==== Records for processing ====
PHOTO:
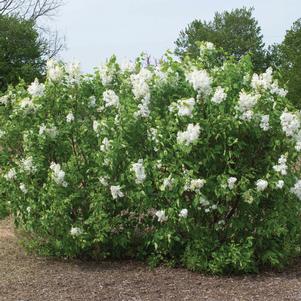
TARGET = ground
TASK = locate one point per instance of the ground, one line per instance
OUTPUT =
(29, 278)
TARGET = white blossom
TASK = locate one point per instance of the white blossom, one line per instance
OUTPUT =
(110, 98)
(231, 182)
(11, 175)
(28, 166)
(264, 123)
(167, 183)
(200, 81)
(261, 185)
(116, 192)
(36, 89)
(139, 171)
(105, 146)
(197, 184)
(58, 175)
(70, 117)
(23, 188)
(185, 106)
(290, 123)
(219, 95)
(183, 213)
(281, 167)
(190, 135)
(161, 216)
(280, 184)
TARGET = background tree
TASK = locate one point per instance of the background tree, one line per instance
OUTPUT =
(21, 51)
(289, 62)
(237, 32)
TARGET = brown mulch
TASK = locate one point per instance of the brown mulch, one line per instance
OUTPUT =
(29, 278)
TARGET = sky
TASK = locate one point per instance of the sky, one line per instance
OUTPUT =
(96, 29)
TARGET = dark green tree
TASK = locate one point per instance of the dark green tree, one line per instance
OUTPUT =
(289, 62)
(236, 31)
(21, 51)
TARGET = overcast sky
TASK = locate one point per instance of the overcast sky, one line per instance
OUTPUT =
(96, 29)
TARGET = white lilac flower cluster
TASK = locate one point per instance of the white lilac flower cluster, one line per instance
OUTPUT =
(28, 166)
(110, 99)
(51, 132)
(190, 135)
(185, 106)
(58, 175)
(139, 171)
(281, 167)
(245, 105)
(290, 123)
(200, 81)
(219, 95)
(36, 89)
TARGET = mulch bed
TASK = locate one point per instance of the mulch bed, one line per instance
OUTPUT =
(29, 278)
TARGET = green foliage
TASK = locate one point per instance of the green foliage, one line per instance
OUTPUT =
(180, 163)
(21, 51)
(289, 62)
(236, 31)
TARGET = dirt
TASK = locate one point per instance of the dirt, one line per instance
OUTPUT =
(28, 278)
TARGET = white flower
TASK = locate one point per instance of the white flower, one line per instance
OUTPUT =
(231, 182)
(58, 175)
(139, 171)
(161, 216)
(103, 181)
(105, 146)
(264, 123)
(281, 167)
(11, 174)
(92, 102)
(298, 146)
(183, 213)
(200, 81)
(280, 184)
(197, 184)
(219, 95)
(261, 185)
(246, 101)
(23, 188)
(70, 117)
(167, 183)
(28, 166)
(144, 110)
(185, 106)
(110, 98)
(75, 231)
(54, 71)
(190, 135)
(262, 81)
(106, 74)
(290, 123)
(36, 89)
(297, 189)
(116, 192)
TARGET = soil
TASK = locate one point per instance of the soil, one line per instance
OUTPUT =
(29, 278)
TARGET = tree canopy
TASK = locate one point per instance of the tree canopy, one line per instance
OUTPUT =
(236, 31)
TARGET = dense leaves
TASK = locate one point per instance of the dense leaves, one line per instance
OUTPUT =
(190, 163)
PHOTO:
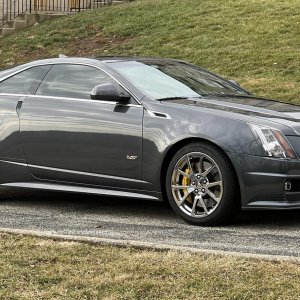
====
_Problem description_
Reproduce the entire listing above verbatim, omitting the pictures.

_Response for this exercise_
PHOTO:
TARGET = ground
TASK = locate one point per instance of the ground, one line per instance
OUTPUT =
(29, 278)
TARGET = white blossom
TASK = locate one point per instance of the white blossom, one line per instance
OUTPUT =
(110, 98)
(231, 182)
(11, 175)
(28, 166)
(264, 123)
(167, 183)
(200, 81)
(261, 185)
(116, 192)
(36, 89)
(139, 171)
(105, 146)
(197, 184)
(58, 175)
(70, 117)
(23, 188)
(185, 106)
(290, 123)
(219, 95)
(183, 213)
(281, 167)
(190, 135)
(161, 216)
(280, 184)
TARGET = background tree
TASK = locate one point per instance of the background tree, one line per instance
OUTPUT =
(21, 51)
(289, 62)
(237, 32)
TARGET = brown mulch
TASK = locate one point per instance of the brown mulch, one line per instance
OUTPUT =
(29, 278)
TARGET = sky
TASK = locate one point per instance of the sky, one line per instance
OUTPUT =
(96, 29)
TARGET = dark green tree
TASK = locate one point per instance of the dark green tree, one line per instance
OUTPUT =
(289, 62)
(236, 31)
(21, 51)
TARGET = overcast sky
TASK = locate one point per instance of the overcast sky, one line per instance
OUTPUT =
(96, 29)
TARGET = white lilac flower cluster
TASK = locate one point per instance of the white lilac flower cluster, one line per instance
OUTPUT =
(28, 166)
(110, 99)
(51, 132)
(190, 135)
(185, 106)
(58, 175)
(139, 171)
(281, 167)
(245, 105)
(290, 123)
(200, 81)
(219, 95)
(36, 89)
TARGET = mulch bed
TASK = locate one point per instance of the mulch bed, one line per instance
OUTPUT =
(29, 278)
TARGET = green foliage
TASK = locate one point per instance of the green foliage, one line per instance
OUTPUT =
(180, 163)
(21, 51)
(289, 62)
(236, 31)
TARGET = dirt
TASK = locate one point per instance of the dirt, one line per instance
OUTPUT =
(28, 278)
TARGET = white flower
TASK = locate one point per instance of the white flower, one line per instance
OUTPUT =
(231, 182)
(58, 175)
(139, 171)
(161, 216)
(103, 181)
(105, 146)
(264, 123)
(281, 167)
(11, 174)
(92, 102)
(298, 146)
(183, 213)
(200, 81)
(280, 184)
(197, 184)
(219, 95)
(261, 185)
(246, 101)
(23, 188)
(70, 117)
(167, 183)
(28, 166)
(144, 110)
(185, 106)
(110, 98)
(75, 231)
(54, 71)
(190, 135)
(262, 81)
(106, 74)
(290, 123)
(36, 89)
(297, 189)
(116, 192)
TARGET = soil
TASK = locate one point per instance of the soil, one line per instance
OUTPUT =
(29, 278)
TARGET = tree canopy
TASK = locate one point per instance of the tree canopy, one line per instance
OUTPUT =
(236, 31)
TARGET = dense leaves
TASK = locate one point per instance of the dense leaves, one line per instance
OUTPUT =
(190, 163)
PHOTO:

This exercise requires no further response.